- **Listed records**
################

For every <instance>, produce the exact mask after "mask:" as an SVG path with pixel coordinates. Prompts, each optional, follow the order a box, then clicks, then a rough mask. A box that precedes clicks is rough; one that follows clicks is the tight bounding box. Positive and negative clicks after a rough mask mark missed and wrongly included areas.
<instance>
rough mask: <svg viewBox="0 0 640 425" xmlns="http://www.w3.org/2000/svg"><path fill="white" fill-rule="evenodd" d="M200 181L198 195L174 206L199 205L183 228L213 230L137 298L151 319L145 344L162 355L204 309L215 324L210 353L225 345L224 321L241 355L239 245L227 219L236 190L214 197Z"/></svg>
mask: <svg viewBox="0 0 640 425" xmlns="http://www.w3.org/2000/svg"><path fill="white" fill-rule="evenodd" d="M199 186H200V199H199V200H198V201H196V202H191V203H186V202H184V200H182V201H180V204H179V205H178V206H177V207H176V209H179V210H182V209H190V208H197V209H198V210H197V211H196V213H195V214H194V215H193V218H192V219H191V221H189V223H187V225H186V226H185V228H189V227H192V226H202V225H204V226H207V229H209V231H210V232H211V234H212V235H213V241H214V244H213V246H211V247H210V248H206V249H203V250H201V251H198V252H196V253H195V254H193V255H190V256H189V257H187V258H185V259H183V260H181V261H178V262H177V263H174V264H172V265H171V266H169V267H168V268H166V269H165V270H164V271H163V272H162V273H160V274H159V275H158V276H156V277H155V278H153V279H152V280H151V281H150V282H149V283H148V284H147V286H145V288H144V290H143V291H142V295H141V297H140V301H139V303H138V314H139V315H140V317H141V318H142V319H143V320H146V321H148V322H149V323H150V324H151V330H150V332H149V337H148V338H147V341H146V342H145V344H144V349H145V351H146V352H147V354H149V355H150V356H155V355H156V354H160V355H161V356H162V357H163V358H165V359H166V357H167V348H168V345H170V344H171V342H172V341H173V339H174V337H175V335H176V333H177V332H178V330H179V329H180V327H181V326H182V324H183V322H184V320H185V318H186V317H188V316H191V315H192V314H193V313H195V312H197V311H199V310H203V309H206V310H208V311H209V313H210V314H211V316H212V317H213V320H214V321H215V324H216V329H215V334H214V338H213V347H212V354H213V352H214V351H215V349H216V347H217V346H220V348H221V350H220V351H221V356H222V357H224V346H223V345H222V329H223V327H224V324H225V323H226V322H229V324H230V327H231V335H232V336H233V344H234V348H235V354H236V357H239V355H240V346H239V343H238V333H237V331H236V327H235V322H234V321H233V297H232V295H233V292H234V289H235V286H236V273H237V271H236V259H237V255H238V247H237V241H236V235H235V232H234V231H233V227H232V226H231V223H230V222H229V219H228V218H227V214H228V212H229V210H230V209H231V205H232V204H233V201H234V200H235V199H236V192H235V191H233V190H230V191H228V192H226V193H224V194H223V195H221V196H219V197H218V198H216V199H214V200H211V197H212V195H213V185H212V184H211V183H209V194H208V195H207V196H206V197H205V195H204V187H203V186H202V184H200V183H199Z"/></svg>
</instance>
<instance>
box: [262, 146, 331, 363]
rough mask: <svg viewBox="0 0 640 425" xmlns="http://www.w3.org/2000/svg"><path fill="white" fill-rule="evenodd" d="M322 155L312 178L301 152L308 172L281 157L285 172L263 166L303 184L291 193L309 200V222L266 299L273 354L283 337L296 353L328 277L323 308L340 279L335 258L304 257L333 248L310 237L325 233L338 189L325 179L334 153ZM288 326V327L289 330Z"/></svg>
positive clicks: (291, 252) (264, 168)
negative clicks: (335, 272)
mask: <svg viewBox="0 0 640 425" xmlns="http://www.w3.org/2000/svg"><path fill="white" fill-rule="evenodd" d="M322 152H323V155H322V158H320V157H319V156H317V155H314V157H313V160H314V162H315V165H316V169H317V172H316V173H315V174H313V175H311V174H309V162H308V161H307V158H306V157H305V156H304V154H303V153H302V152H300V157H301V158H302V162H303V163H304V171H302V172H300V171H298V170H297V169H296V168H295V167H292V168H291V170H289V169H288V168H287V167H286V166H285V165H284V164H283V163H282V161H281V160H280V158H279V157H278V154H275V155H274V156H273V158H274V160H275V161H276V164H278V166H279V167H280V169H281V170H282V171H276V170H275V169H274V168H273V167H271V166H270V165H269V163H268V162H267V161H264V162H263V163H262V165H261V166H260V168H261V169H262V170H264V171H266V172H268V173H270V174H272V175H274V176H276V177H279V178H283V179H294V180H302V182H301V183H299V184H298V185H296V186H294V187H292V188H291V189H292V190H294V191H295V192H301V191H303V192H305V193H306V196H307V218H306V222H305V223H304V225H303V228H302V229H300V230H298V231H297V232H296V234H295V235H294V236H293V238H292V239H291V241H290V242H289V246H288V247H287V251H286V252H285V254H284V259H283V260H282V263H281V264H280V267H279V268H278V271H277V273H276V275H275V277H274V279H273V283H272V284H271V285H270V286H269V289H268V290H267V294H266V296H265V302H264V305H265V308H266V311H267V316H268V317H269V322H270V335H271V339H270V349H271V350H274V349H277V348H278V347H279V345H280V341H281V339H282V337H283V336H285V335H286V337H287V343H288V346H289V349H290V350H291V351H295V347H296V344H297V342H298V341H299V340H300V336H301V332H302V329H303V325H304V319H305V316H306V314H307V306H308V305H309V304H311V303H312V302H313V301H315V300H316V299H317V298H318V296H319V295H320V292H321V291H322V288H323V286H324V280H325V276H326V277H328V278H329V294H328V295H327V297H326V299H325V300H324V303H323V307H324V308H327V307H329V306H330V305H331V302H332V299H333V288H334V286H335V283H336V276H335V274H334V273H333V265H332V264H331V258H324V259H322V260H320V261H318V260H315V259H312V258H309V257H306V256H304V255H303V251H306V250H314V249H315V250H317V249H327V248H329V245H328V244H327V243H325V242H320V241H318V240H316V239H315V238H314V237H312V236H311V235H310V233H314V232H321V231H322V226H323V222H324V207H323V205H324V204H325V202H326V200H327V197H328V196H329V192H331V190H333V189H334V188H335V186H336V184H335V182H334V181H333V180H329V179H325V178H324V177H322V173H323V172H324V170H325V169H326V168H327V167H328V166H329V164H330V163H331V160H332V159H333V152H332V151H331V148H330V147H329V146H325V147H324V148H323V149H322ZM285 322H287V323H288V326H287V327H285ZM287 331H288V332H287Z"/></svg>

################

- **Description of the task**
Word for word, write out each entry shown above.

- **Solution below**
For every <instance>, produce the exact mask after "mask:" as an SVG path with pixel coordinates. Prompts, each optional, follow the order a box, then clicks, then a rough mask. A box that precedes clicks is rough; one that follows clicks is the tight bounding box. Positive and negative clicks after a rough mask mark missed and wrongly included areas.
<instance>
rough mask: <svg viewBox="0 0 640 425" xmlns="http://www.w3.org/2000/svg"><path fill="white" fill-rule="evenodd" d="M200 181L198 195L174 206L199 205L183 228L213 230L137 298L151 319L145 344L162 355L204 309L215 324L210 353L225 345L224 321L241 355L239 245L227 219L236 190L214 197Z"/></svg>
mask: <svg viewBox="0 0 640 425" xmlns="http://www.w3.org/2000/svg"><path fill="white" fill-rule="evenodd" d="M199 186H200V199H199V200H198V201H196V202H191V203H186V202H184V200H182V201H180V204H179V205H178V206H177V207H176V209H179V210H182V209H190V208H197V209H198V210H197V211H196V213H195V214H194V215H193V218H192V219H191V221H189V223H187V225H186V226H185V228H189V227H192V226H202V225H204V226H207V229H209V231H210V232H211V234H212V235H213V241H214V244H213V246H211V247H210V248H206V249H203V250H201V251H198V252H196V253H195V254H193V255H190V256H189V257H187V258H185V259H183V260H181V261H178V262H177V263H174V264H172V265H171V266H169V267H168V268H166V269H165V270H164V271H163V272H162V273H160V274H159V275H158V276H156V277H155V278H153V279H152V280H151V281H150V282H149V283H148V284H147V286H145V288H144V290H143V291H142V295H141V297H140V301H139V303H138V314H139V315H140V317H141V318H142V319H143V320H146V321H148V322H149V323H150V324H151V330H150V332H149V337H148V338H147V341H146V342H145V344H144V349H145V351H146V352H147V354H149V355H150V356H155V355H156V354H160V355H161V356H162V357H163V358H165V359H166V357H167V348H168V345H170V344H171V342H172V341H173V339H174V337H175V335H176V333H177V332H178V330H179V329H180V327H181V326H182V324H183V322H184V320H185V318H186V317H188V316H191V315H192V314H193V313H195V312H197V311H199V310H203V309H206V310H208V311H209V313H210V314H211V316H212V317H213V320H214V321H215V324H216V329H215V334H214V338H213V347H212V354H213V352H214V351H215V349H216V347H217V346H220V348H221V350H220V351H221V356H222V357H224V346H223V345H222V329H223V327H224V324H225V323H226V322H229V324H230V327H231V335H232V336H233V344H234V348H235V354H236V357H239V355H240V346H239V343H238V333H237V331H236V327H235V322H234V321H233V297H232V295H233V292H234V289H235V286H236V273H237V271H236V259H237V255H238V247H237V241H236V235H235V232H234V231H233V227H232V226H231V223H230V222H229V219H228V218H227V214H228V212H229V210H230V209H231V205H232V204H233V201H234V200H235V199H236V192H235V191H233V190H230V191H228V192H226V193H224V194H223V195H221V196H219V197H218V198H216V199H214V200H211V197H212V195H213V185H212V184H211V183H209V194H208V195H207V196H206V197H205V195H204V187H203V186H202V184H200V183H199Z"/></svg>
</instance>
<instance>
box: [262, 146, 331, 363]
rough mask: <svg viewBox="0 0 640 425" xmlns="http://www.w3.org/2000/svg"><path fill="white" fill-rule="evenodd" d="M322 155L312 178L301 152L308 172L281 157L285 172L263 166L303 184L291 193L309 200V222L266 299L273 354L283 337L296 353L328 277L323 308L340 279L335 258L304 257L333 248L310 237L325 233L338 189L325 179L334 153ZM288 326V327L289 330Z"/></svg>
positive clicks: (291, 252) (264, 168)
negative clicks: (335, 272)
mask: <svg viewBox="0 0 640 425" xmlns="http://www.w3.org/2000/svg"><path fill="white" fill-rule="evenodd" d="M322 152H323V155H322V158H320V157H319V156H317V155H314V157H313V160H314V162H315V165H316V169H317V172H316V173H315V174H313V175H311V174H309V162H308V161H307V158H306V157H305V156H304V154H303V153H302V152H300V157H301V158H302V162H303V163H304V171H302V172H300V171H298V170H297V169H296V168H295V167H292V168H291V170H289V169H288V168H287V167H286V166H285V165H284V164H283V163H282V161H281V160H280V158H279V157H278V154H275V155H274V156H273V158H274V160H275V161H276V164H278V166H279V167H280V169H281V170H282V171H276V170H275V169H274V168H273V167H271V166H270V165H269V163H268V162H267V161H264V162H263V163H262V165H261V166H260V168H261V169H262V170H264V171H266V172H268V173H270V174H272V175H274V176H276V177H279V178H283V179H294V180H302V182H301V183H299V184H298V185H296V186H294V187H292V188H291V189H292V190H294V191H295V192H301V191H303V192H305V193H306V196H307V218H306V222H305V223H304V225H303V228H302V229H300V230H298V231H297V232H296V234H295V235H294V236H293V238H292V239H291V241H290V242H289V246H288V247H287V251H286V252H285V254H284V259H283V260H282V263H281V264H280V267H279V268H278V271H277V273H276V275H275V277H274V279H273V283H272V284H271V285H270V286H269V289H268V290H267V294H266V296H265V302H264V305H265V308H266V311H267V316H268V317H269V322H270V335H271V339H270V349H271V350H274V349H277V348H278V347H279V345H280V341H281V339H282V337H283V336H285V335H286V337H287V343H288V346H289V349H290V350H291V351H295V347H296V344H297V342H298V341H299V340H300V336H301V332H302V329H303V325H304V319H305V316H306V314H307V306H308V305H309V304H311V303H312V302H313V301H315V300H316V299H317V298H318V296H319V295H320V292H321V291H322V288H323V286H324V280H325V276H326V277H328V278H329V294H328V295H327V297H326V299H325V300H324V303H323V307H324V308H327V307H329V306H330V305H331V302H332V299H333V288H334V286H335V283H336V276H335V274H334V273H333V265H332V264H331V258H324V259H322V260H320V261H318V260H315V259H312V258H309V257H306V256H304V255H303V251H306V250H314V249H315V250H317V249H327V248H329V245H328V244H327V243H325V242H320V241H318V240H316V239H315V238H314V237H312V236H311V235H310V233H314V232H321V231H322V226H323V222H324V207H323V205H324V204H325V202H326V200H327V197H328V196H329V192H331V190H333V189H334V188H335V186H336V184H335V182H334V181H333V180H329V179H325V178H324V177H322V173H323V172H324V170H325V169H326V168H327V167H328V166H329V164H330V163H331V160H332V159H333V152H332V151H331V148H330V147H329V146H325V147H324V148H323V149H322ZM285 322H287V323H288V326H287V327H285ZM287 331H288V332H287Z"/></svg>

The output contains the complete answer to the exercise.